***** Given entries

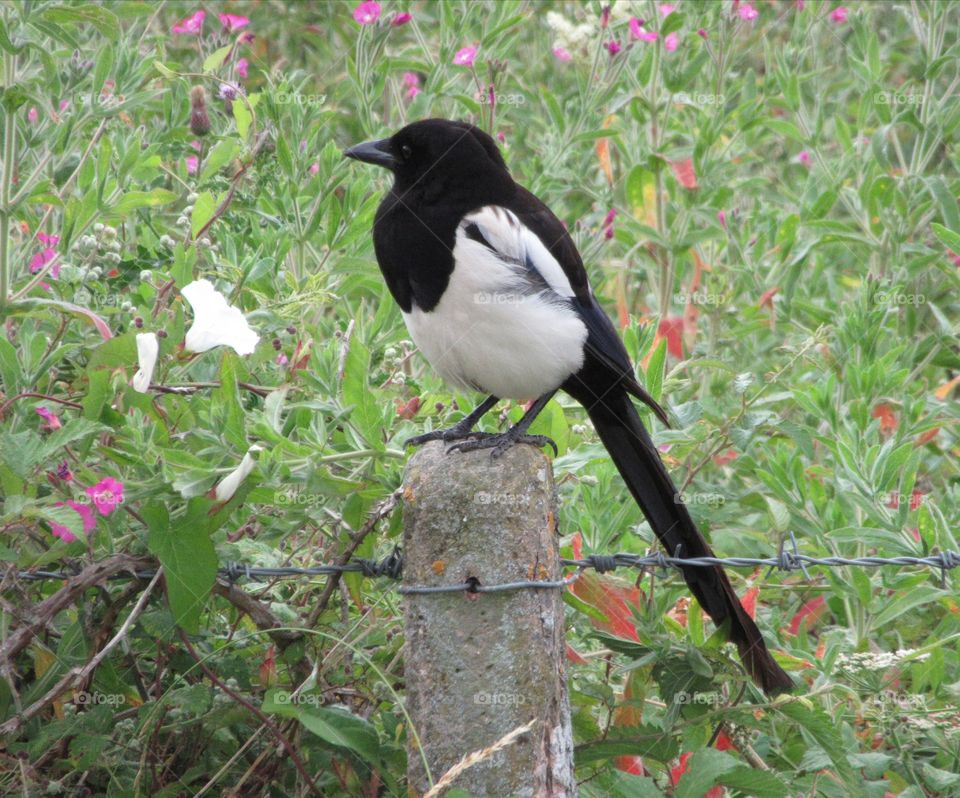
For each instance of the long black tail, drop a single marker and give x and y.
(622, 432)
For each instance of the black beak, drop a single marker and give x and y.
(375, 152)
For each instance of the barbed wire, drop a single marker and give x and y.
(392, 567)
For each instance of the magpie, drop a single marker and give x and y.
(495, 296)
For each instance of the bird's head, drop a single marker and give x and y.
(437, 152)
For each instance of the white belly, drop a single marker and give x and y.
(485, 334)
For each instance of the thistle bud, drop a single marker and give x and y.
(199, 121)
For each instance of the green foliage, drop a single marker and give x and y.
(784, 268)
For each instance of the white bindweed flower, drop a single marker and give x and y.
(147, 349)
(229, 484)
(215, 322)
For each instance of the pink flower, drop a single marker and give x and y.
(839, 14)
(637, 31)
(233, 22)
(192, 24)
(367, 13)
(86, 516)
(106, 495)
(52, 419)
(41, 259)
(466, 56)
(412, 81)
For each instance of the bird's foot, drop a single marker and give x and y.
(500, 442)
(454, 433)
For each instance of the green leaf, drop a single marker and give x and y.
(5, 42)
(12, 98)
(103, 20)
(646, 740)
(948, 202)
(336, 727)
(242, 116)
(64, 516)
(758, 783)
(949, 238)
(216, 59)
(916, 596)
(74, 430)
(164, 70)
(189, 562)
(219, 157)
(203, 209)
(10, 373)
(131, 200)
(227, 397)
(655, 370)
(823, 730)
(365, 413)
(703, 772)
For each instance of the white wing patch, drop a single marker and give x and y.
(498, 328)
(508, 236)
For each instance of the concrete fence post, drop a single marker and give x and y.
(479, 666)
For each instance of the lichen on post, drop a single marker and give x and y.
(479, 665)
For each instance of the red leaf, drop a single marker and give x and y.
(607, 595)
(749, 601)
(888, 418)
(268, 668)
(678, 770)
(671, 328)
(807, 614)
(613, 600)
(628, 763)
(683, 171)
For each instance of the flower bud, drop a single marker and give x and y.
(199, 121)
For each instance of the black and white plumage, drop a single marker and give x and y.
(495, 295)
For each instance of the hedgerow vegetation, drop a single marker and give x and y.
(765, 195)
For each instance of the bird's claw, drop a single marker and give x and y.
(500, 442)
(445, 435)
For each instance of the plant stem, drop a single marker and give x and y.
(9, 150)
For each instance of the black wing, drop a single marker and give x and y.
(606, 356)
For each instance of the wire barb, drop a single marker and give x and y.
(391, 566)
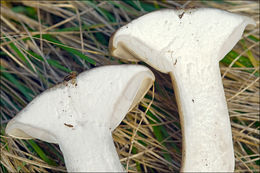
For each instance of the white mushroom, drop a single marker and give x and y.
(80, 115)
(188, 44)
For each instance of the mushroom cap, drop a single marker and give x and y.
(101, 96)
(159, 38)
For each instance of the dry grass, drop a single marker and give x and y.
(149, 138)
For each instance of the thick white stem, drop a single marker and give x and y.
(207, 137)
(97, 155)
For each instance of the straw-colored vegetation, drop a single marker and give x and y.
(43, 41)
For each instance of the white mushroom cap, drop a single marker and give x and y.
(100, 96)
(159, 37)
(188, 44)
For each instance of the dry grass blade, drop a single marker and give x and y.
(43, 41)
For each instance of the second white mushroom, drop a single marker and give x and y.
(188, 44)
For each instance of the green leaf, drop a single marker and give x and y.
(68, 49)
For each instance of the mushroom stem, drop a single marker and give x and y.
(81, 113)
(204, 118)
(188, 44)
(99, 147)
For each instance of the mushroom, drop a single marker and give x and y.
(188, 44)
(81, 113)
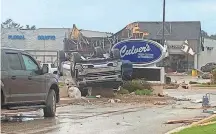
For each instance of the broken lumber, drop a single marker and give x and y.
(183, 121)
(204, 120)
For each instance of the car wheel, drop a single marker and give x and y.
(50, 109)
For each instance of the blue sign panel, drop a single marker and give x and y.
(16, 37)
(46, 37)
(140, 51)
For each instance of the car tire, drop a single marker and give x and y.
(76, 57)
(50, 109)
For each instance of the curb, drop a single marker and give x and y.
(192, 125)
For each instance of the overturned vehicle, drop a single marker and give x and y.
(99, 70)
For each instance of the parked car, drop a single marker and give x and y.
(24, 84)
(51, 67)
(208, 67)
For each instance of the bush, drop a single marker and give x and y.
(134, 85)
(143, 92)
(123, 91)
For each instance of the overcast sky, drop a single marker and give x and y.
(107, 15)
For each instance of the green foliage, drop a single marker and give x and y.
(134, 85)
(214, 76)
(123, 91)
(143, 92)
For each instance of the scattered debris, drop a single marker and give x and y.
(74, 92)
(183, 121)
(132, 93)
(205, 120)
(209, 111)
(98, 96)
(197, 101)
(117, 100)
(114, 100)
(160, 103)
(124, 124)
(111, 101)
(182, 99)
(192, 107)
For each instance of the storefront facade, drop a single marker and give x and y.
(176, 33)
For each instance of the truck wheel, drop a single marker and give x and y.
(76, 57)
(99, 52)
(50, 109)
(116, 53)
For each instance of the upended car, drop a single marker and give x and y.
(24, 84)
(208, 67)
(99, 70)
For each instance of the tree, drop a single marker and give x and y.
(204, 33)
(9, 23)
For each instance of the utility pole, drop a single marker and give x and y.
(164, 5)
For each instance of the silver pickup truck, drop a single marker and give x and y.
(98, 70)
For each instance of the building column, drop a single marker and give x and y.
(196, 61)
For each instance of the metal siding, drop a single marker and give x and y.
(207, 56)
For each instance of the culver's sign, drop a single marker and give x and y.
(140, 51)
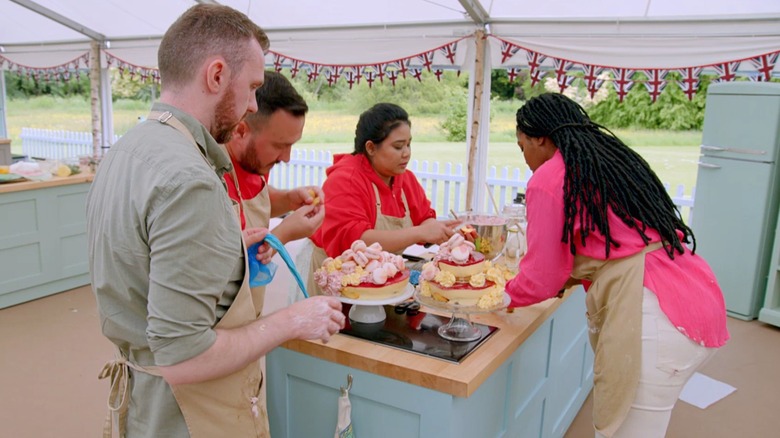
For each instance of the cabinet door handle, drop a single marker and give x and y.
(705, 147)
(708, 165)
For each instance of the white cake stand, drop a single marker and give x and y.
(373, 311)
(460, 329)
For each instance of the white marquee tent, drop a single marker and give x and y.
(372, 40)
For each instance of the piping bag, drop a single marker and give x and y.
(260, 274)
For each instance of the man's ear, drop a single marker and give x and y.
(242, 129)
(217, 73)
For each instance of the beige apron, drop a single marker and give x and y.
(382, 223)
(614, 305)
(229, 406)
(257, 214)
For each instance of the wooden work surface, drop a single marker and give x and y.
(53, 182)
(461, 379)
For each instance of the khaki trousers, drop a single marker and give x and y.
(669, 359)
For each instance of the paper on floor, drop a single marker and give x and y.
(702, 391)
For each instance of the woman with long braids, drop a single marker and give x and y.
(598, 215)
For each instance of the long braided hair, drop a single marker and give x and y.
(601, 172)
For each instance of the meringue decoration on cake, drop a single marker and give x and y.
(363, 272)
(458, 274)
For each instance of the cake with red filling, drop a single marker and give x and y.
(460, 275)
(363, 272)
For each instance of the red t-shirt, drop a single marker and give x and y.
(250, 184)
(350, 204)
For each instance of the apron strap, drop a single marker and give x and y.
(118, 371)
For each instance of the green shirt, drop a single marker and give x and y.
(165, 256)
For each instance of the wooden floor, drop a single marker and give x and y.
(51, 352)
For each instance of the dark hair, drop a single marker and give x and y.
(205, 30)
(376, 123)
(277, 93)
(602, 171)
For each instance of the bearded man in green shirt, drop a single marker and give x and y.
(167, 261)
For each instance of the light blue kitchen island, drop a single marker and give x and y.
(43, 238)
(528, 380)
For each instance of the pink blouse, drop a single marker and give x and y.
(687, 290)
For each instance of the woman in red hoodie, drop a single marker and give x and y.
(372, 196)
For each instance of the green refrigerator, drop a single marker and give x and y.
(738, 190)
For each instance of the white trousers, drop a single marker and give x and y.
(669, 359)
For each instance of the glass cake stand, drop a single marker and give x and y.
(373, 311)
(459, 329)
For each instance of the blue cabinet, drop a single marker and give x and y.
(770, 313)
(537, 392)
(43, 243)
(738, 190)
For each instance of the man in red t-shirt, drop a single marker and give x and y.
(260, 141)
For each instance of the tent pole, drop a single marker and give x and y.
(3, 110)
(106, 109)
(480, 117)
(94, 86)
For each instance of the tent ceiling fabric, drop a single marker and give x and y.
(618, 33)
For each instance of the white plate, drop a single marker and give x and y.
(408, 292)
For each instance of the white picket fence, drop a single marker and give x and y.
(444, 183)
(56, 144)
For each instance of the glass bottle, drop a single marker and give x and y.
(515, 247)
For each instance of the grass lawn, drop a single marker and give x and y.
(672, 154)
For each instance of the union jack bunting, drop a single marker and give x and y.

**********

# What you are asked to do:
Output the line holding "For each instance of the man in", then every later line through the end of the records above, exactly as given and nothing else.

# Exercise solution:
For each instance of the man in red t-shirt, drop a single marker and give x and y.
(260, 141)
For each instance of the tent pole, drop a single marker and give x and y.
(3, 110)
(106, 109)
(480, 117)
(94, 86)
For each instance of the tent ceiling fabric, drop a single marker and give x and y.
(618, 33)
For each instance of the white plate, drop a single marker and give x and y.
(408, 292)
For each instance of the white picket fence, drop a single marker and give x and y.
(444, 183)
(56, 144)
For each instance of the glass bottle, drop a single marker and give x and y.
(515, 247)
For each instance of the grass lawn, drop a single marker and give x and y.
(672, 154)
For each instance of the union jack bunting, drop a single marker and give x and y.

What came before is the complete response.